## SELECTED EXCERPT:
------------------------

Skip to content

Alabama Crimson Tide Football

3 reasons to be excited, 3 reasons to be concerned about Alabama in the aftermath of A-Day

Cory Nightingale

By Cory Nightingale

Published:


presented by toyota

Never has a season that included a trip to the final 8 of college football ended with so many questions and so much angst.

Welcome to the wide world of Alabama football, where the highest of expectations and standards often cloud achievement. Yes, Kalen DeBoer got himself and his program off the mat last season after a forgettable Year 1, guiding the Crimson Tide to an SEC Championship Game appearance and a place in the College Football Playoff quarterfinals. 

Nobody can deny any of that. But nobody with a right mind and a realistic view can deny that Alabama’s success during the 2025 season came with plenty of caveats. All of them were exploited inside the Rose Bowl by eventual national champion Indiana, dropping a gigantic New Year’s Day dose of reality in DeBoer’s lap that carried into spring with a litany of boxes unchecked.

This spring of equal parts optimism and question marks in Tuscaloosa unofficially concluded with an A-Day Game that, fittingly, included plenty of reasons to be optimistic and plenty of reasons to question going forward. We’ll meet somewhere in the middle here by discussing some positives and negatives to chew on. Here are 3 of those reasons to be super excited and 3 reasons to be really concerned as an eventful A-Day Game fades and anticipation builds toward a long, hot summer: 

Reasons to be excited

We’ll start with the positives, because there’s plenty to like going into the summer.

------------------------

## WORK TO DO:
(a) Return every line of the listing that contains the word "produce".
(b) Go on with the article on Alabama football from the point at which it stops.
The article on Alabama football and the listing that follows it are independent of each other.

Records from a data collection:
------------------------

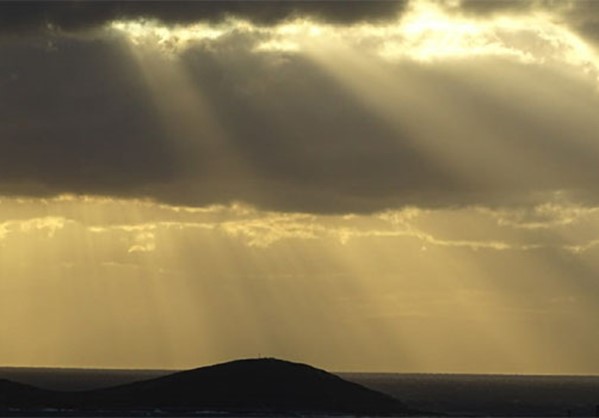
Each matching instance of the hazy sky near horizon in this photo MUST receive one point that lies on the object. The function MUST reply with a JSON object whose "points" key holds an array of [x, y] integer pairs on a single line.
{"points": [[363, 186]]}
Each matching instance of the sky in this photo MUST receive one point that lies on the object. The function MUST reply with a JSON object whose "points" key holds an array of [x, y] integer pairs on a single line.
{"points": [[391, 186]]}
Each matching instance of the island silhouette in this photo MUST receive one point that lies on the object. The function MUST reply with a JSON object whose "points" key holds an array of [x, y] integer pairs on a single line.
{"points": [[249, 386]]}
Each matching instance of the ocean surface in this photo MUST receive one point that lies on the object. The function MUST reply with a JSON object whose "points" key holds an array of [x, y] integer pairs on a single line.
{"points": [[457, 395]]}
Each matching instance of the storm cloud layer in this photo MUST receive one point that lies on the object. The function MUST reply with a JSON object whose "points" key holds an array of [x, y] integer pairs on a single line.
{"points": [[80, 15], [329, 129]]}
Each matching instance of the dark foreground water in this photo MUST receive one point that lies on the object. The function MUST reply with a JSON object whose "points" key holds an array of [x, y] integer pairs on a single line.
{"points": [[462, 395]]}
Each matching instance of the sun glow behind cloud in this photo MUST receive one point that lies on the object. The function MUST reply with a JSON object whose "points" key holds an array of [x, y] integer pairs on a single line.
{"points": [[427, 31], [452, 287], [197, 285]]}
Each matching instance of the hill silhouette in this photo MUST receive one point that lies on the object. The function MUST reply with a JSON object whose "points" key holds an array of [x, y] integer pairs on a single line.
{"points": [[242, 386]]}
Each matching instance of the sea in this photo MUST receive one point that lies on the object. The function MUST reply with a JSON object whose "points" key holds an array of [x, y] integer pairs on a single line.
{"points": [[450, 394]]}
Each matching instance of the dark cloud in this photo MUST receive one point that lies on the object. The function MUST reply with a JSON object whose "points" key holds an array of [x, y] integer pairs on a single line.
{"points": [[78, 116], [23, 16]]}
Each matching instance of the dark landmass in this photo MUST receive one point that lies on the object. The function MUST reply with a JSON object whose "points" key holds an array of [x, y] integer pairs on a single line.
{"points": [[265, 386]]}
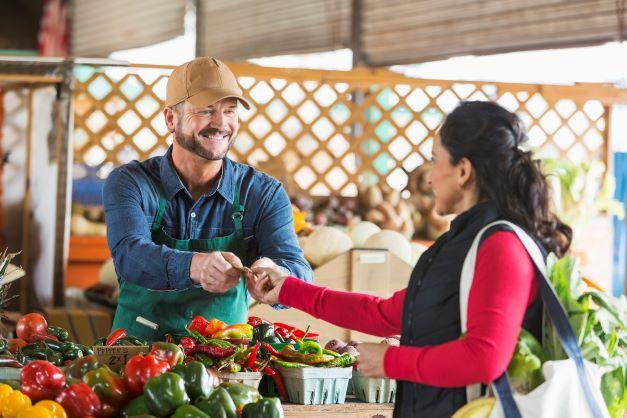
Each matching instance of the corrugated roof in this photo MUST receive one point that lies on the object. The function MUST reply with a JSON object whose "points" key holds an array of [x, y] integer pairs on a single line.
{"points": [[401, 31], [236, 29], [101, 27], [393, 31]]}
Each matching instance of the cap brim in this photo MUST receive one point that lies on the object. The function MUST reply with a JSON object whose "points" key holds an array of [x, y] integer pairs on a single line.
{"points": [[206, 98]]}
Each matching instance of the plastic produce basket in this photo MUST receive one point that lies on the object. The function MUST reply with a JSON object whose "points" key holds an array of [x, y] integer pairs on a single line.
{"points": [[247, 378], [373, 390], [316, 385]]}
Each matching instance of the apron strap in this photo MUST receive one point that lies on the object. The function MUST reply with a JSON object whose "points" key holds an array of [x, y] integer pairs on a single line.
{"points": [[238, 213], [156, 223]]}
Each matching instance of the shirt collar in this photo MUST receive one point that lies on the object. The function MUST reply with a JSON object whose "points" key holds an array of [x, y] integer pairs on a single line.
{"points": [[172, 184], [481, 214]]}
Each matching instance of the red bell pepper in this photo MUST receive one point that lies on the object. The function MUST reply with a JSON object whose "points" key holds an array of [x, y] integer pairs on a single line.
{"points": [[235, 331], [41, 380], [253, 355], [168, 352], [214, 326], [199, 324], [79, 400], [110, 389], [140, 369], [115, 336], [187, 343]]}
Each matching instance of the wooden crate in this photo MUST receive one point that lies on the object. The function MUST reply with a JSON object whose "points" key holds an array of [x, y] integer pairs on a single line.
{"points": [[376, 272], [85, 325], [86, 256]]}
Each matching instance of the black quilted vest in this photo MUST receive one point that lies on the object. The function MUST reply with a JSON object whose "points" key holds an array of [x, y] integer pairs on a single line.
{"points": [[431, 309]]}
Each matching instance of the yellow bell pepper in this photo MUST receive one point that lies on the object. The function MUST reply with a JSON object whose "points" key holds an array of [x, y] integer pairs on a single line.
{"points": [[14, 403], [35, 412], [56, 408], [5, 390]]}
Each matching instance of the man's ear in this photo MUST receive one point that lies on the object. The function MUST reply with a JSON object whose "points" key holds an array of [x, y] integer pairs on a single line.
{"points": [[465, 173], [168, 115]]}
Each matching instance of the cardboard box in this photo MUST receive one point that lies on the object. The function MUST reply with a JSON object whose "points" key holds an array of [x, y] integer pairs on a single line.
{"points": [[376, 272], [85, 325], [115, 355]]}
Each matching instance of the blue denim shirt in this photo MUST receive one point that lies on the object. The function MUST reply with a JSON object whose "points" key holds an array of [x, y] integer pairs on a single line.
{"points": [[131, 199]]}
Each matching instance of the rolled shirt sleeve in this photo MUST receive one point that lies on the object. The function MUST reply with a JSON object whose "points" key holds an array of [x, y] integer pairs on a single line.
{"points": [[136, 258]]}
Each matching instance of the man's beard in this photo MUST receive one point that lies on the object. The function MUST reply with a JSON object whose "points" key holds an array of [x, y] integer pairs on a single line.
{"points": [[194, 144]]}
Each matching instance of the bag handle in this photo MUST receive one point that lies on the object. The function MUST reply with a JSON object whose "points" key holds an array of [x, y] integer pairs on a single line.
{"points": [[553, 307]]}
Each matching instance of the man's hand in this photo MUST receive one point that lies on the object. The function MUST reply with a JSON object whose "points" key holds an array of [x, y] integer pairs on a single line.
{"points": [[266, 284], [214, 271]]}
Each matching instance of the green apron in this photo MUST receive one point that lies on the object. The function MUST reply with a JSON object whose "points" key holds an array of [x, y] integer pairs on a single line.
{"points": [[140, 309]]}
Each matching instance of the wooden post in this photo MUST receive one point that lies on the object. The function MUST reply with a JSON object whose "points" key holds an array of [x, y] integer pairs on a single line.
{"points": [[64, 153]]}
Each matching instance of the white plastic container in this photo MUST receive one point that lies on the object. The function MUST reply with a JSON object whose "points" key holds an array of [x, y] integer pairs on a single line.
{"points": [[373, 389], [316, 385], [247, 378]]}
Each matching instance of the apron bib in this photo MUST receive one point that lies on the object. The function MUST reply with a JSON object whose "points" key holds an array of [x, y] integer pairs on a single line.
{"points": [[172, 310]]}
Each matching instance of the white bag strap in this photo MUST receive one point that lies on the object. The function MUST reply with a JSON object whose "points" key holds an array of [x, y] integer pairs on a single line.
{"points": [[468, 272]]}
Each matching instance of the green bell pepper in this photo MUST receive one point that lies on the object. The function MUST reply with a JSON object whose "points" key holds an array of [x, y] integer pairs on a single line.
{"points": [[110, 389], [165, 393], [189, 411], [241, 394], [198, 382], [136, 407], [264, 408], [218, 405]]}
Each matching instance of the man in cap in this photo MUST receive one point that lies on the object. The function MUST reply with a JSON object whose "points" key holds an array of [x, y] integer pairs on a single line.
{"points": [[179, 225]]}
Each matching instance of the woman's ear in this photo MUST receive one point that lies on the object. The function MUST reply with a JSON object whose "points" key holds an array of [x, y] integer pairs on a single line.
{"points": [[465, 172]]}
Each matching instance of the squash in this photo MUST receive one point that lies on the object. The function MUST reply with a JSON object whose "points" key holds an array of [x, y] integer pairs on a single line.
{"points": [[360, 232], [325, 243], [392, 241]]}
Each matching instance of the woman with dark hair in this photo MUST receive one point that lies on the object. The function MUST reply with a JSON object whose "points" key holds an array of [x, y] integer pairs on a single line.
{"points": [[481, 174]]}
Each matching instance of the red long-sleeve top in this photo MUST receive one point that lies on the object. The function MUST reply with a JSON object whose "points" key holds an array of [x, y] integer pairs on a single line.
{"points": [[503, 287]]}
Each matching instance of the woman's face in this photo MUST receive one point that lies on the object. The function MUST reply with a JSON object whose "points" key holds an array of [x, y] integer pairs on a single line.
{"points": [[444, 178]]}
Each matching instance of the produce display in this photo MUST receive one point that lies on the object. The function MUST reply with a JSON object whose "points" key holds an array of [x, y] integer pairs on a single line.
{"points": [[174, 379]]}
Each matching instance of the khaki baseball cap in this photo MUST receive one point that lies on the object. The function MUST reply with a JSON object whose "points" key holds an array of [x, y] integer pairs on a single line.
{"points": [[202, 82]]}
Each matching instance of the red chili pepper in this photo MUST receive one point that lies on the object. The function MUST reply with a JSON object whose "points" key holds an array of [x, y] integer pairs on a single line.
{"points": [[278, 382], [270, 349], [41, 380], [187, 343], [255, 320], [115, 336], [253, 355], [211, 350]]}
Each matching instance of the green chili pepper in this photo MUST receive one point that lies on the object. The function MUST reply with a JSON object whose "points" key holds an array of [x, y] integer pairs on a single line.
{"points": [[61, 333], [290, 365], [264, 408], [310, 347], [344, 360]]}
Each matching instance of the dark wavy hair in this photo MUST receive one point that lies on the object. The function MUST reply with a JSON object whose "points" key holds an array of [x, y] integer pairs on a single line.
{"points": [[490, 137]]}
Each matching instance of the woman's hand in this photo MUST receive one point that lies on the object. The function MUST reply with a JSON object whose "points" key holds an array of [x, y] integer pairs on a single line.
{"points": [[265, 286], [370, 360]]}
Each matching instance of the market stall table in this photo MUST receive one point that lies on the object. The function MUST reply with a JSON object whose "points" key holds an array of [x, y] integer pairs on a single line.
{"points": [[350, 409]]}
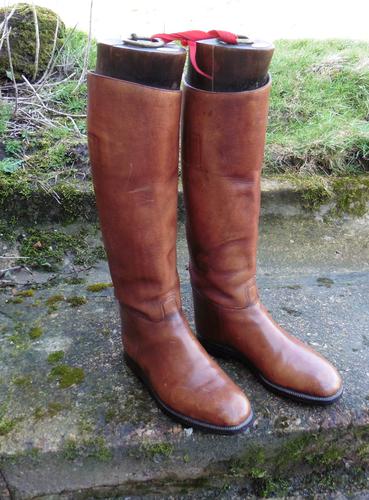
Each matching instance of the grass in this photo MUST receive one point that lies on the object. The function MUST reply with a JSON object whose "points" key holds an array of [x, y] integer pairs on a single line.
{"points": [[318, 124]]}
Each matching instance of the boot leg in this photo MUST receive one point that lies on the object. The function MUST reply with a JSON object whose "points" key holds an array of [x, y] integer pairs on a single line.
{"points": [[133, 142], [222, 148]]}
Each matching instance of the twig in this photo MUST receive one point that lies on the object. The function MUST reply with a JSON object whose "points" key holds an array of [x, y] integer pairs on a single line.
{"points": [[4, 26], [51, 69], [9, 270], [87, 51], [43, 77], [12, 257], [37, 33]]}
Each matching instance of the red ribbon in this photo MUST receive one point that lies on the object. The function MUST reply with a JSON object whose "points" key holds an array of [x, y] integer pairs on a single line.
{"points": [[189, 38]]}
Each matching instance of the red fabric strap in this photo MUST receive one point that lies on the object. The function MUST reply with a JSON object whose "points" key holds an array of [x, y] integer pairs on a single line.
{"points": [[189, 38]]}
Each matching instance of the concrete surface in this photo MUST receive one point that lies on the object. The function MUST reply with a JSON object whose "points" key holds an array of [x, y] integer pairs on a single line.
{"points": [[103, 437]]}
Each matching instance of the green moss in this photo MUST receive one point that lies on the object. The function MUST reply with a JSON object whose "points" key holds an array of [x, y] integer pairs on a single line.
{"points": [[153, 450], [295, 450], [16, 300], [35, 332], [23, 39], [67, 375], [6, 426], [352, 195], [324, 281], [54, 407], [74, 281], [318, 116], [76, 301], [330, 456], [98, 287], [54, 299], [55, 357]]}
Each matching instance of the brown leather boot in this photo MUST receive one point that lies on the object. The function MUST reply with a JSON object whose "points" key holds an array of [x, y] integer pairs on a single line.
{"points": [[133, 141], [223, 147]]}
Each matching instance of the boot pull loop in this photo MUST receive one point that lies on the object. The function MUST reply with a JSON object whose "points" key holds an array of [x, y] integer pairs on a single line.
{"points": [[141, 41], [189, 38]]}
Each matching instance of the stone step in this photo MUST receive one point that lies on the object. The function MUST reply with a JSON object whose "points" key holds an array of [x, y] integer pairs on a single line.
{"points": [[75, 422]]}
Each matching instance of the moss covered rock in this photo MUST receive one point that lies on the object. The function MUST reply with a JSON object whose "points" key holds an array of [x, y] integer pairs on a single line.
{"points": [[23, 40]]}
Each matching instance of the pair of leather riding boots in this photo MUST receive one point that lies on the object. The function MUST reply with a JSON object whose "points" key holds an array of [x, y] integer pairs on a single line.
{"points": [[133, 141]]}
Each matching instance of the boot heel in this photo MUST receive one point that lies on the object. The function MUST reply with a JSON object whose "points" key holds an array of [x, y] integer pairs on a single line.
{"points": [[214, 349]]}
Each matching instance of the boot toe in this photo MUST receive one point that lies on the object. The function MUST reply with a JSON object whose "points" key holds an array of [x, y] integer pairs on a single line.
{"points": [[328, 382]]}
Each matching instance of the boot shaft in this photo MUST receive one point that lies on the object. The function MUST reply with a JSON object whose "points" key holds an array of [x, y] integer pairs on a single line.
{"points": [[223, 147], [133, 142]]}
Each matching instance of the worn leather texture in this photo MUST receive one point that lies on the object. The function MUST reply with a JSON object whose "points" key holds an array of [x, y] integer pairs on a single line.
{"points": [[133, 135], [222, 155]]}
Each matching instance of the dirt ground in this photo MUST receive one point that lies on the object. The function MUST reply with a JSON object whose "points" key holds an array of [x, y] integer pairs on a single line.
{"points": [[267, 20]]}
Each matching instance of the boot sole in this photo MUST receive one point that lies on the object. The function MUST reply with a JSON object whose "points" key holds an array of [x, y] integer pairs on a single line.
{"points": [[225, 352], [178, 417]]}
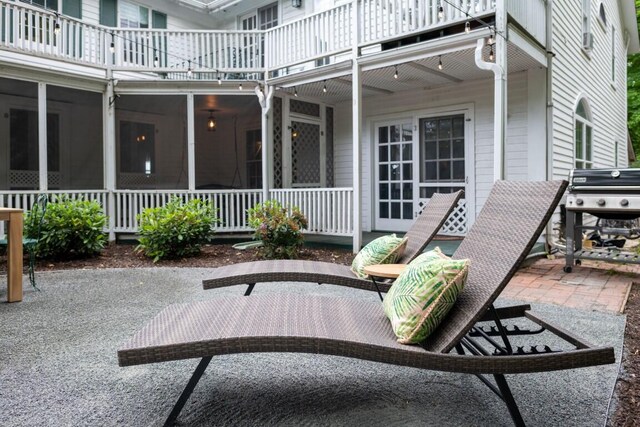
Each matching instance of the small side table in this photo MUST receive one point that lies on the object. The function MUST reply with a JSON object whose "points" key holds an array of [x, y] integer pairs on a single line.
{"points": [[383, 271]]}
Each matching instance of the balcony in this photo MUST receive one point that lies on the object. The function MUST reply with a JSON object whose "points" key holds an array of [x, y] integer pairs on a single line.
{"points": [[315, 40]]}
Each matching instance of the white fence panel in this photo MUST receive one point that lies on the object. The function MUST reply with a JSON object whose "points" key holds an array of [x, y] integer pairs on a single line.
{"points": [[328, 210]]}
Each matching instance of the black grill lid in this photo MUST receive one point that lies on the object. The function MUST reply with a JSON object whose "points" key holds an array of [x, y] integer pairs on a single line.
{"points": [[604, 179]]}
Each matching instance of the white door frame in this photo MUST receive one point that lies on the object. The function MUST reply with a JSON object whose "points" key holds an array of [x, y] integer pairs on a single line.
{"points": [[466, 109]]}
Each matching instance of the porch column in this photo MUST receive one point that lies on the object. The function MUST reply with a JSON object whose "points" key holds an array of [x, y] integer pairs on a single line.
{"points": [[500, 107], [356, 110], [43, 183], [266, 101], [109, 155], [191, 144]]}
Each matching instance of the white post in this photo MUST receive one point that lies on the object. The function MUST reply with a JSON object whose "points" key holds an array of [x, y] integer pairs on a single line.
{"points": [[356, 131], [266, 101], [191, 144], [42, 137], [500, 93], [109, 155]]}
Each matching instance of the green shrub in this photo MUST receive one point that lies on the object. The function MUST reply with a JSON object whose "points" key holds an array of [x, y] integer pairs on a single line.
{"points": [[279, 230], [176, 229], [70, 229]]}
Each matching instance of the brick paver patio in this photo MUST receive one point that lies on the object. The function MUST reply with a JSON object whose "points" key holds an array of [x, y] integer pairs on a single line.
{"points": [[594, 285]]}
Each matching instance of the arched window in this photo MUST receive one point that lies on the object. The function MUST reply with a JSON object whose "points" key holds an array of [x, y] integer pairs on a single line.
{"points": [[583, 141]]}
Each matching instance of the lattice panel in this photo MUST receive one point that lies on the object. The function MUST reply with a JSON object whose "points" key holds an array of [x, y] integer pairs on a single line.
{"points": [[305, 155], [135, 180], [306, 108], [456, 224], [329, 133], [31, 179], [277, 142]]}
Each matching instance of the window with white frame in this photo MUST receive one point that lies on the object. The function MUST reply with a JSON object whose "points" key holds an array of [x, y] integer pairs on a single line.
{"points": [[583, 137]]}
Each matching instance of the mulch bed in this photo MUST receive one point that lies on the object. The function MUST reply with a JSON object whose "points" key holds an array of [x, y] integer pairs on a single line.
{"points": [[627, 413]]}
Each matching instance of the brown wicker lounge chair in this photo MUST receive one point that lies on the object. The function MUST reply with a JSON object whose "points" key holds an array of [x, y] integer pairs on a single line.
{"points": [[504, 233], [423, 230]]}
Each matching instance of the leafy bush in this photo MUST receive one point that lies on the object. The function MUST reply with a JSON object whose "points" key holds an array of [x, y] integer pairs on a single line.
{"points": [[279, 230], [70, 229], [176, 229]]}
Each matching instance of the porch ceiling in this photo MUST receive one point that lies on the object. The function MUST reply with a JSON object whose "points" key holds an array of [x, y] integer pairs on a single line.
{"points": [[421, 74]]}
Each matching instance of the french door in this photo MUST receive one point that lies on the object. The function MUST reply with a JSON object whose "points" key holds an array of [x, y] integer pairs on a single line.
{"points": [[417, 157]]}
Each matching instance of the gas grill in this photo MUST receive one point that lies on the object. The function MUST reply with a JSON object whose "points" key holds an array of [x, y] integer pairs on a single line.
{"points": [[613, 197]]}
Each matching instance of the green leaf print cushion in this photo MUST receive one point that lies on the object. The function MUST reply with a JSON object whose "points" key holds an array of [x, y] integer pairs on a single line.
{"points": [[423, 294], [383, 250]]}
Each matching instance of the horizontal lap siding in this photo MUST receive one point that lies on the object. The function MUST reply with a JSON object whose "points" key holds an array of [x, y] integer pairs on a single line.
{"points": [[479, 93], [575, 73]]}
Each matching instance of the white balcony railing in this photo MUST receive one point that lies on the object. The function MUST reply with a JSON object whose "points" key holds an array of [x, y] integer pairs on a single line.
{"points": [[315, 39], [327, 209]]}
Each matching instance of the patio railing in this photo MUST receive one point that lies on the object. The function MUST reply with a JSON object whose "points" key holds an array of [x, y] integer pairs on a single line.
{"points": [[311, 41], [327, 209]]}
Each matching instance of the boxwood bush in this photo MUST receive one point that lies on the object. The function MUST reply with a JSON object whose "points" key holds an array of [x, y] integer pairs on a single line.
{"points": [[175, 230], [70, 229], [279, 229]]}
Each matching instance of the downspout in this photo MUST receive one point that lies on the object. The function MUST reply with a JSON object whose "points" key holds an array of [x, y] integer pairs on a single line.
{"points": [[265, 103], [499, 120]]}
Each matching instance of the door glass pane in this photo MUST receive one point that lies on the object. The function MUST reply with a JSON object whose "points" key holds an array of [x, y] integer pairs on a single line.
{"points": [[395, 153], [407, 152], [407, 211], [383, 153], [395, 210]]}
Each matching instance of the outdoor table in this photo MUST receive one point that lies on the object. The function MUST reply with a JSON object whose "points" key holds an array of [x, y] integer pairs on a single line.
{"points": [[383, 271], [14, 252]]}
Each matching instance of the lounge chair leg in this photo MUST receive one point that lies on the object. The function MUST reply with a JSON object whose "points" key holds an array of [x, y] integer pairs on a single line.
{"points": [[509, 400], [197, 374], [249, 289]]}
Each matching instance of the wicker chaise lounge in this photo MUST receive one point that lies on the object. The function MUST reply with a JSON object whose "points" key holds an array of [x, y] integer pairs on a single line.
{"points": [[423, 230], [505, 231]]}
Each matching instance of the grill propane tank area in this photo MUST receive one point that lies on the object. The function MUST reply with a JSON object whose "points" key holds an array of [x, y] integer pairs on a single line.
{"points": [[612, 198]]}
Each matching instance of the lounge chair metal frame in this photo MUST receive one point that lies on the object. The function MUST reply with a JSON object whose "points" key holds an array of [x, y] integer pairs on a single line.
{"points": [[355, 328]]}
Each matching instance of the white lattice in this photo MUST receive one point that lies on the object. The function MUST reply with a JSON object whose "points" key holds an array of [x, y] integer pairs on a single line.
{"points": [[30, 179], [456, 224]]}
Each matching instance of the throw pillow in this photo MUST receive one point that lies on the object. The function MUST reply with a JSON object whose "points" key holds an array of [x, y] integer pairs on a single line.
{"points": [[423, 295], [383, 250]]}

------------------------

## RESPONSES FOR EACH TASK:
(a)
Each matching instance of the plastic produce basket in this photo MUST receive one point that lies on the object. The function MUST reply with a JSON object whose "points" key holds an array of [x, y] integer pairs on a single line.
Each matching instance of the produce display in this photo MUST receive one point that lies on the object. The function MUST reply with a JSON object whose "points" key holds an array of [x, y] integer pairs on a single line.

(b)
1. Keelon Russell’s bright future behind center might be now

The battle to succeed Ty Simpson behind center will likely stretch through the summer and into fall camp, and just maybe right up to the final days before the Sept. 5 season opener against East Carolina. This is still true in the aftermath of the A-Day Game, but what also can’t be denied is the talent that Russell showed off for the thousands who made it to Bryant-Denny Stadium. The redshirt freshman was that good as he made his first notable bid to beat out redshirt junior Austin Mack for the job.

While official stats weren’t kept by Alabama in the April 11 spring extravaganza and while Kalen DeBoer told reporters afterward that Mack was playing with a minor injury, what Russell showed off can’t be downplayed. Mack led the first offensive drive of the afternoon, but by the time the dust settled and the sun set in T-Town, it was Russell who had quarterbacked the majority of the offensive series. The final series count was Russell 8, Mack 5, for whatever that’s worth roughly 5 months before the season opener.

Russell piled up 229 yards passing and 4 touchdowns during his mostly electrifying performance, according to AL.com, while Mack threw for just 95 yards on 7-of-13 passing and 1 TD. Flashing a quick release to go with impressive arm strength and an ability to evade defenders with his legs, Russell had a lot working. He threw it an eye-popping 32 times, completing 20 of those passes, and his lone interception of the day could partially be blamed on the intended receiver falling down.

Veteran wideout Ryan Coleman-Williams, who’s already played with 2 different starting quarterbacks at Alabama in Jalen Milroe as a freshman and Simpson as a sophomore, paid Russell a unique compliment while speaking to reporters after the spring game.

“Literally, it just feels like you’re playing a video game when he is in,” said Coleman-Williams, who could already see the difference in Russell from 2025. ” … So, just the way he’s commanded and grown from last year to this year, it’s light years.”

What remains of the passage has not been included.